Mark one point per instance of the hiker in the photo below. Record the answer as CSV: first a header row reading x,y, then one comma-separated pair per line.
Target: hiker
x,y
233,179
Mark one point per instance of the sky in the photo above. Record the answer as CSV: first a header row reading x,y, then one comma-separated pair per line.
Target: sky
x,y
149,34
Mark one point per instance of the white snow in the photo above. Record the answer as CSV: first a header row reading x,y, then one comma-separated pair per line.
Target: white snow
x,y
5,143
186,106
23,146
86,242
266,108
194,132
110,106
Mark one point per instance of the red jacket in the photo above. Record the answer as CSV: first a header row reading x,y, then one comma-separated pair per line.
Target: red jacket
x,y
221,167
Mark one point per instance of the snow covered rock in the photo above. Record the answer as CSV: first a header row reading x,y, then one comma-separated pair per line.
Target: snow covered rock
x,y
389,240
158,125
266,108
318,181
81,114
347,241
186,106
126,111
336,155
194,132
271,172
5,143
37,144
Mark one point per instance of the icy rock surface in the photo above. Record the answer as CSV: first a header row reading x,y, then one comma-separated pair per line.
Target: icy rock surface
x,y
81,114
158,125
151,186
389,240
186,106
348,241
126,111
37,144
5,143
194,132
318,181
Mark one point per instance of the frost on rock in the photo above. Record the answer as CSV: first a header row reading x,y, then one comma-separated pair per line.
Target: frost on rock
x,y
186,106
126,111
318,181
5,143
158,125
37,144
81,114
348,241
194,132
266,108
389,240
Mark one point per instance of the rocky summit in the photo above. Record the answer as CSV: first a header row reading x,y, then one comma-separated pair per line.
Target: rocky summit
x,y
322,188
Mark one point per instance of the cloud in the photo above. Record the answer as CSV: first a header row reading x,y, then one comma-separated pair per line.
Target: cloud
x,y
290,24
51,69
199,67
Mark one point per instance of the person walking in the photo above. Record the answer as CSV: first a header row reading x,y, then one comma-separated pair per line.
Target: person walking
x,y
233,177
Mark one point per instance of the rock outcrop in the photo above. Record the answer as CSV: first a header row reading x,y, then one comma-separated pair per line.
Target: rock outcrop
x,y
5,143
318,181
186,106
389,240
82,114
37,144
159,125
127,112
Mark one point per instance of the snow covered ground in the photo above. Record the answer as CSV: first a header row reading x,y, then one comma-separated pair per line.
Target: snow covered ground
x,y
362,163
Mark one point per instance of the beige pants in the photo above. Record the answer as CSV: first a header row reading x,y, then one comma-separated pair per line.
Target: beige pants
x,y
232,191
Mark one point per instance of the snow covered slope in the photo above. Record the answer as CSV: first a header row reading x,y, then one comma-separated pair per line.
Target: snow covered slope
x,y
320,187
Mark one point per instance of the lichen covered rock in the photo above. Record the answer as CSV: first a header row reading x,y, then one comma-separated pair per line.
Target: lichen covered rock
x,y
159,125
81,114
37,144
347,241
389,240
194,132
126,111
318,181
···
## EXERCISE GOAL:
Word for word, set down every line of the material above.

## WRITTEN RESPONSE:
Mark one point per instance of the hiker in the photo below. Record the answer as CSV: first a header row reading x,y, then one comma-separated pair per line.
Target: hiker
x,y
233,179
Mark one point per instance of the sky in the photo above. Record the answer as CSV: first a header row reading x,y, then one comma-separated pair per line.
Target: sky
x,y
149,34
Mark one point per instance of the white snow in the photo above. Record the answer as CSV: first a header row reading x,y, then one comma-separated pair per line.
Target: white snow
x,y
5,143
186,106
23,146
86,242
266,108
194,132
110,106
Mark one point per instance of the red jacket in the photo above. Record the answer as CSV: first a header row reading x,y, then one comma-separated pair per line.
Target: red jacket
x,y
221,167
Mark one point per instance of the snow covered rock in the photo above. Record the answer as CSV: first a header row reading x,y, then one comma-separated pair per line.
Target: snow covered rock
x,y
389,240
158,125
266,108
318,181
81,114
347,241
186,106
126,111
336,155
194,132
271,172
5,143
37,144
Mark one point per instance of the icy rock surface in the photo above. Record the answer as CSV: first a header row reading x,y, then one comma-separated pair per line.
Target: icy rock surface
x,y
81,114
158,125
151,186
389,240
186,106
348,241
126,111
37,144
5,143
194,132
318,181
Mark one point per instance of the frost on rock in the photo above. Record the answer as CSV: first a header row reading x,y, then one comma-separated pair per line.
Target: frost on rock
x,y
186,106
126,111
318,181
5,143
158,125
37,144
81,114
348,241
194,132
266,108
389,240
Mark one point per instance of the rocky summit in the photo above. Record the answer as CSV: first a header row reading x,y, then one comma-separated pair per line.
Target: rocky summit
x,y
322,188
Mark one point per instance of the cloud in the photo above. Record the answer as CSV: first a header row reading x,y, then one comma-separated pair per line.
Target: cloud
x,y
290,24
51,69
199,67
Mark one point per instance of the person walking in the photo above. Record the answer as CSV: first a header row reading x,y, then one comma-separated pair per line.
Target: person walking
x,y
233,177
Mark one point per instance of the rock outcrop in the photo above. Record the answer as CSV: first a header row reading x,y, then one comma-separated pair per line.
Target: rock outcrop
x,y
5,143
318,181
186,106
389,240
82,114
37,144
159,125
127,112
Mark one point per instance of the snow covered ground in the photo above. Record the answer as CSV: first a header row reading x,y, then one comma-separated pair per line.
Target: snow covered ground
x,y
362,163
Mark one point per instance of the beige pants in the photo above. Record the answer as CSV: first a header row reading x,y, then one comma-separated pair per line.
Target: beige pants
x,y
232,191
Mark one point per instance of the snow covered slope in the photo above. Record the answer as CSV: first a header row reading x,y, then one comma-separated pair per line.
Target: snow covered slope
x,y
320,187
Mark one point per instance of the lichen covered rock in the photo above. Record the answer as CSV: first a header row reading x,y, then one comma-separated pair per line.
Target: lichen covered rock
x,y
159,125
81,114
37,144
347,241
389,240
194,132
126,111
318,181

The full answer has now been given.